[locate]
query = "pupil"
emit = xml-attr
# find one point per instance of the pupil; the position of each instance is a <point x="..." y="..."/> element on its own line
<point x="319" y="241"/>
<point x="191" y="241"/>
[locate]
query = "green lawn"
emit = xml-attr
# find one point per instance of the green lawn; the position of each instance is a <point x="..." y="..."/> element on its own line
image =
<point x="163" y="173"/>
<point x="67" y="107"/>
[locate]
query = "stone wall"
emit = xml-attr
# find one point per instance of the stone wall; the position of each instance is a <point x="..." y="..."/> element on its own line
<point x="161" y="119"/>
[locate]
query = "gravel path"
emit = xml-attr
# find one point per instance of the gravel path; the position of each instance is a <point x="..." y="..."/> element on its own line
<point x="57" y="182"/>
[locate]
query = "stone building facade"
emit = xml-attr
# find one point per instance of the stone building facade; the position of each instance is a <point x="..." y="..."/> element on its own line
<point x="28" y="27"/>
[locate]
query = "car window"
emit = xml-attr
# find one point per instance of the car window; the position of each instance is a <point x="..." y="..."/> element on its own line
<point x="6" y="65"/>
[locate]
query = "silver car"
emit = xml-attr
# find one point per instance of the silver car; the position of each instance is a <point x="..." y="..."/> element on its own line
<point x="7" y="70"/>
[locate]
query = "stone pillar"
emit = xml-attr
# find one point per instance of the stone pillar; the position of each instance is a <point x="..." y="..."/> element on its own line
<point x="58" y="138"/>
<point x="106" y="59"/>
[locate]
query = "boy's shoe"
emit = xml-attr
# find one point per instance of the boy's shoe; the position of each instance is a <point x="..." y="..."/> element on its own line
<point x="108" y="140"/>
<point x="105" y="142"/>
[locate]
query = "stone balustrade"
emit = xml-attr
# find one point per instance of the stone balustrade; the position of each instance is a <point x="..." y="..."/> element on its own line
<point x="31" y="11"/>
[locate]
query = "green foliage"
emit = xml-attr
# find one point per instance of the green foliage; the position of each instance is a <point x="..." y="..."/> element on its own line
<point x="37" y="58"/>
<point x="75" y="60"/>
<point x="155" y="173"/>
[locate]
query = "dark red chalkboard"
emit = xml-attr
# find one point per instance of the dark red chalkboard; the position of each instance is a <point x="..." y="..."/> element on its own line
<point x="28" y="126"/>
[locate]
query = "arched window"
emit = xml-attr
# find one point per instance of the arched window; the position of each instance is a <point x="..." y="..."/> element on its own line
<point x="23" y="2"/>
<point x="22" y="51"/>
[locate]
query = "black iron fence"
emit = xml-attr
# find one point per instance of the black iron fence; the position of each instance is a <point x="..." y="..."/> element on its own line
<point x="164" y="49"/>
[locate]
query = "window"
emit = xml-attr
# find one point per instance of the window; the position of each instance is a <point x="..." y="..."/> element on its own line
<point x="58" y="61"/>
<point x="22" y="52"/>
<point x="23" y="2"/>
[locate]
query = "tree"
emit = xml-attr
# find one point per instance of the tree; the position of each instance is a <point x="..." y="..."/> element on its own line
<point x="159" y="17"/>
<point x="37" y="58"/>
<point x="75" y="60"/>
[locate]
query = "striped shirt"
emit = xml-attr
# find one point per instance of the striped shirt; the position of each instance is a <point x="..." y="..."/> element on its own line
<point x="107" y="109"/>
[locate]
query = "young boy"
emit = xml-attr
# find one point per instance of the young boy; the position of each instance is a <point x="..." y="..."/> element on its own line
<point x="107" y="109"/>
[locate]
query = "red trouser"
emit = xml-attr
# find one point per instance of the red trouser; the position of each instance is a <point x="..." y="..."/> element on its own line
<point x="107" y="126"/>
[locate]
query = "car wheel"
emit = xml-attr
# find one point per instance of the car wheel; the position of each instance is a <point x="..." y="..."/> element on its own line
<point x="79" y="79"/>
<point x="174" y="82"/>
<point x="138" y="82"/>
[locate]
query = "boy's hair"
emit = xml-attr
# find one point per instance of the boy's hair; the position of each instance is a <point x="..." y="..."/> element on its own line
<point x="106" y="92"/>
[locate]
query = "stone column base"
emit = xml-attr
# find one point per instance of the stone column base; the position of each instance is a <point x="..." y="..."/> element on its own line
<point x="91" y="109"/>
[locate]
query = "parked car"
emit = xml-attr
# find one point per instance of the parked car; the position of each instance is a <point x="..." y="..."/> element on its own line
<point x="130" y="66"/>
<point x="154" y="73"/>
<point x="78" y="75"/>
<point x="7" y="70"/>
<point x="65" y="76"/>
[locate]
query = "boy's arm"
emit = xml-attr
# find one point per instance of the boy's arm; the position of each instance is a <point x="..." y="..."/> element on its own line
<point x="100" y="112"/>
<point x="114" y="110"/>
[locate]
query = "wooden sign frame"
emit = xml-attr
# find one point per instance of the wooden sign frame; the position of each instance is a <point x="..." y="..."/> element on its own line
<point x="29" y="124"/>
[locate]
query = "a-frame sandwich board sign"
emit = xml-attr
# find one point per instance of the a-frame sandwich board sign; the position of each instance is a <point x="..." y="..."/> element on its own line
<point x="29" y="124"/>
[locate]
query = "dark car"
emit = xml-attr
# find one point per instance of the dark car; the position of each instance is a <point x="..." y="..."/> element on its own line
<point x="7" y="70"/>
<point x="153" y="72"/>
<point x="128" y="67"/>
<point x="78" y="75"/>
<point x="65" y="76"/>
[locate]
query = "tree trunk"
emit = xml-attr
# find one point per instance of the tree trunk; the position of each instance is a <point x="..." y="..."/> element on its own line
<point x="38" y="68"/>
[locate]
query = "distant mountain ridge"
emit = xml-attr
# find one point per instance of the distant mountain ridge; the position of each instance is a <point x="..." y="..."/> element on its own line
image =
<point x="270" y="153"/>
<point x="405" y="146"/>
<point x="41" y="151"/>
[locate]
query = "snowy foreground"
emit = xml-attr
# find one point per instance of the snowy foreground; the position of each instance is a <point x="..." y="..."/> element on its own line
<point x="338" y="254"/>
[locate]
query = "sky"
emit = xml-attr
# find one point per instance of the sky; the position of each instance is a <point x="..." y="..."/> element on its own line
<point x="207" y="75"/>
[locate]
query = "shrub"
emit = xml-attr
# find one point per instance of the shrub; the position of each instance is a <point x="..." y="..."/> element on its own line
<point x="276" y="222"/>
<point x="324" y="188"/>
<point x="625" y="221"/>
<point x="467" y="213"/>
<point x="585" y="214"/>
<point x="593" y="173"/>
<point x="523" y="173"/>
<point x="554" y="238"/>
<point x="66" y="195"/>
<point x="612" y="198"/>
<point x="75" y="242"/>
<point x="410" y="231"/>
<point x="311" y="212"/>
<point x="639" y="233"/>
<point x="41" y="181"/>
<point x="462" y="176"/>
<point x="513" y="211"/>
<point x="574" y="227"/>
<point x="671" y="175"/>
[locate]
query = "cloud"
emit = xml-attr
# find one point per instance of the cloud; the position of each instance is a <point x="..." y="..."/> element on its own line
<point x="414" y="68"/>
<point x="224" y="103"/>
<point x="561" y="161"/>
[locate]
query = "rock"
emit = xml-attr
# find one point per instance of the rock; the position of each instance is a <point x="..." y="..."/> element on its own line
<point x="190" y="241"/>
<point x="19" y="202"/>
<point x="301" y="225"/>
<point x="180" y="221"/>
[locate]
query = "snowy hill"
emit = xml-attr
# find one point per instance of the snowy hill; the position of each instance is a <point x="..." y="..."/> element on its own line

Task brief
Your reply should consist of a single number, the count of lines in the records above that contain the string "hill".

Answer space
2